-- BEGIN Passage to read --
Author Archive for Jeremy Lowell

14
Sep
10

Chapter 32 – Partitioning for manageability (and maybe performance)

The second chapter in a row on partitioning and it’s another excellent chapter.  Dan Guzman – Blog - takes us on an adventure with this chapter in looking at execution plans between partitioning in 2005 and 2008.  In addition he takes the time to spell out what some good use cases are for obtaining additional performance gains from partitioning.

I’m glad that he took the time to do that and it’s one of the most mis-understood elements of partitioning.  Partitioning will not always increase your performance.  As a matter of fact, it could really, really degrade your performance if your partition key, storage and research are well planned. 

In my experience, there is almost always a good partition key which can be found in the data you are looking to partition.  Often it’s a datetime field such as CreatedDate, TransactionDate or InsertedDate etc…  you get the picture.  It’s a date that has a natural order to it over time.  It’s not to say that all records will always land in perfect order but it is to say that more often than not, they will.  Imagine using a column like “ModifiedDate” as your partition key…  every time someone or some process updated a record, it would potentially end up in a different partition; could create havoc.  Or even worse, a column like “birth-date”.  Chances are that very, very few of the Select statements against the employee table contain a where clause with a small range of birthdays…. i.e., I want to see all employees who were born from march – june of 1975.   What good would that do except for the monthly query that H.R. runs to send out Happy Birthday cards?

In closing, I’d recommend that you read this set of blog posts in conjunction with the chapters on partitioning to get started and learn a few things along the way.  http://sqlperspectives.wordpress.com/category/chapter-31/

01
Sep
10

Chapter 31 – Some practical issues in table partitioning

This chapter is incredibly relevant in my world at the moment.  I’ve helped several clients implement table partitioning and just recently I was on-site at a client at 2:00AM to lay down the new partition scheme and migrate / move all of the data into the partition.  A relatively simple task with a lot of planning and testing… the most interesting part of this implementation was to make this all occur with zero time-outs on their system.  In fact, not only were time-outs not allowable but transactions never took more than three seconds during the operation.
-- END Passage to read --
§ **Directives**
1/ According to the partitioning blog posts, what kind of field often serves as a good partition key?
2/ Extend the partitioning blog posts, picking up right after their final sentence.
-- BEGIN Provided information --
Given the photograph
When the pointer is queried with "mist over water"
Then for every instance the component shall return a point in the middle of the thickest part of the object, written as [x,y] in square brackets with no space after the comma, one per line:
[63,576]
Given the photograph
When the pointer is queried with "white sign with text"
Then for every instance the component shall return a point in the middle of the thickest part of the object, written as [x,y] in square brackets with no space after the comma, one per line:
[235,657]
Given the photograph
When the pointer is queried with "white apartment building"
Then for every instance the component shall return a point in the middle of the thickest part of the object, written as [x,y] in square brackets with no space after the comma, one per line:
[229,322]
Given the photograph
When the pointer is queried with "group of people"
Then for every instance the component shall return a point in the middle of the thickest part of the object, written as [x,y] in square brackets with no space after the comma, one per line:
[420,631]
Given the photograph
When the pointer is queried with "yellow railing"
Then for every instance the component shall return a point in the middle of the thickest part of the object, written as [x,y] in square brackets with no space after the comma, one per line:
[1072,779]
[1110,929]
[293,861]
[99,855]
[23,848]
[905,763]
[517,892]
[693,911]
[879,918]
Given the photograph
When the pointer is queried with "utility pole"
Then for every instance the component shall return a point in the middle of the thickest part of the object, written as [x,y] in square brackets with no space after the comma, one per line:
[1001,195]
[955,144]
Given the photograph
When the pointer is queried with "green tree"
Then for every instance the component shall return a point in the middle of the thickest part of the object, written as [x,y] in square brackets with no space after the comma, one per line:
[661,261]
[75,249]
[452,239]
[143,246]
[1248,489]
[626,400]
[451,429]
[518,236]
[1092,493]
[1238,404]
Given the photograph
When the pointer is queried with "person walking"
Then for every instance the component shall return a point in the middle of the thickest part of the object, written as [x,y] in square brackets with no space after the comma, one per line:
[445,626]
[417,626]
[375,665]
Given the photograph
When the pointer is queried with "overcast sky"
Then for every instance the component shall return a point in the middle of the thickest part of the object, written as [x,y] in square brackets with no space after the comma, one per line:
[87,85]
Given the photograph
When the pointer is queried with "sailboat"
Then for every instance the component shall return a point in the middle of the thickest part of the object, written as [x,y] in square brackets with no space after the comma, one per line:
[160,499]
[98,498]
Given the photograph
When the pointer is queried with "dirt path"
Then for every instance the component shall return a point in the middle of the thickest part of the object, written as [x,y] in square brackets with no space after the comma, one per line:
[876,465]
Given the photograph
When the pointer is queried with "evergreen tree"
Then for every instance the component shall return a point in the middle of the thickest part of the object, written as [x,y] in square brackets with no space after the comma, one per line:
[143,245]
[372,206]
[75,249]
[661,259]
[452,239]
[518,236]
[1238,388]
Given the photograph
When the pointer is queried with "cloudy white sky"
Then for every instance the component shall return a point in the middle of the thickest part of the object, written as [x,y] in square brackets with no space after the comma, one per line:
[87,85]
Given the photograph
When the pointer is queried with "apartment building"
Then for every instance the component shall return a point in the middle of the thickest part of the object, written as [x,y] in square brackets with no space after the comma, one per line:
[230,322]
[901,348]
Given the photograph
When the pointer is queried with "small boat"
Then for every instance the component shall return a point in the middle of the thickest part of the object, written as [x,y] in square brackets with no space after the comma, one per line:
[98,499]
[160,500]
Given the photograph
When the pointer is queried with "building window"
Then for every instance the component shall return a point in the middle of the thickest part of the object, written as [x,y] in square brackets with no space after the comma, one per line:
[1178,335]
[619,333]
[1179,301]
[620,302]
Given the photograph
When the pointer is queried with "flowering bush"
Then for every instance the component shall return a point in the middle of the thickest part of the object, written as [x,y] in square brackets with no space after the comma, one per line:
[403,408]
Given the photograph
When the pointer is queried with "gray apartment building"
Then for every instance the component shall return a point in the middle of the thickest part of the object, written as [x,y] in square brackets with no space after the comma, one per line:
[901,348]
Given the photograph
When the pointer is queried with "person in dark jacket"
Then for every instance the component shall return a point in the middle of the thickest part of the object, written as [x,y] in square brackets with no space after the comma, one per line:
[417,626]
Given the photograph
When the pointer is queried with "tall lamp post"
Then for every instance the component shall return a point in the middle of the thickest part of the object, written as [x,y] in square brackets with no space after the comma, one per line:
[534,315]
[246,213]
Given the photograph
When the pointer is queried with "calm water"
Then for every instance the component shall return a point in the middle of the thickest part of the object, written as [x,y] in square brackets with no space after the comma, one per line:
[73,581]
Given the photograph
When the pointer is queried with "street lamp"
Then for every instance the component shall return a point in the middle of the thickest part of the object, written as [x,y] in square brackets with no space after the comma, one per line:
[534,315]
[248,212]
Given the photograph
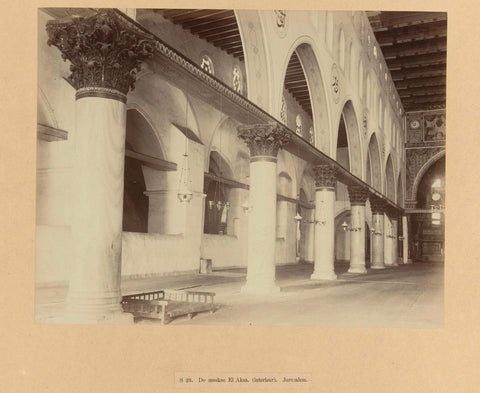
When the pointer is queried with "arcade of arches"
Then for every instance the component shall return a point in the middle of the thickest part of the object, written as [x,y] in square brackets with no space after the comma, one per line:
-- END Provided information --
§ **Results for each task**
1/ A datetime field with a natural order over time, such as CreatedDate, TransactionDate or InsertedDate.

2/
In this chapter, Ron Talmage provides an excellent baseline introduction to partitioning.  He begins the chapter by stating “Table partitioning is an involved topic and can quickly become complex…”.  At the end of the chapter he states “Table partitioning is quite an involved topic…”.  I appreciate that Ron pointed out that this isn’t some old-hat, do it in your sleep type of feature or implementation in SQL Server.  

In my experience, partitioning is an excellent tool for obtaining database scalability and manageability.  It can also be implemented incorrectly and that can actually de-grade your performance and cause a management nightmare.  I’ve been involved in both scenarios and this chapter begins to lay down the knowledge you need in order to correctly implement table partitioning. 

One of the coolest things about partitions, in my opinion is the ability to have very specific control over the size of your data files.  This can be very, very helpful when you anticipate a need for significant growth or when you first implement table partitioning.  At the beginning of this post, I mentioned that I was just involved in a partitioning excercise that was accomplished against a table while the system was fully on-line, available and being used.  There are a number of steps associated with successfully doing this and the information below will show how this was accomplished (at a high level). 

First, choosing the correct partition scheme is absolutely critical.  There are additional sources that Ron pointed out in his chapter that I’d recommend you read up on before implementing partitioning.  

Once we had identified the correct partition key (in this case a datetime field); the partition function was created as a sliding window (more info on that next week).  Now, we have to lay down the files (by partition function) and populate them.  This is where it gets fun.  The t-sql below is where I begin with this effort.  In short, this script will figure out what size the partition files should be, based on your partitionkey (in this case it’s the datetime_column from the Your_Table table, create the filegroups and then lay down the files you need; sized accordingly.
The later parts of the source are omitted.